_Challenge_
Copy each of the following items word for word, without changing anything.

◇ ◇ ◇ ◇ ◇ ◇ ◇

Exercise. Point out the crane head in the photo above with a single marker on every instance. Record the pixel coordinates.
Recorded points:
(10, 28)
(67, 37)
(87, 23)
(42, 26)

◇ ◇ ◇ ◇ ◇ ◇ ◇

_Output of the task_
Exercise. Point out the crane head in the photo above with a single marker on every instance. Record the pixel coordinates.
Recorded points:
(10, 28)
(67, 37)
(87, 23)
(42, 26)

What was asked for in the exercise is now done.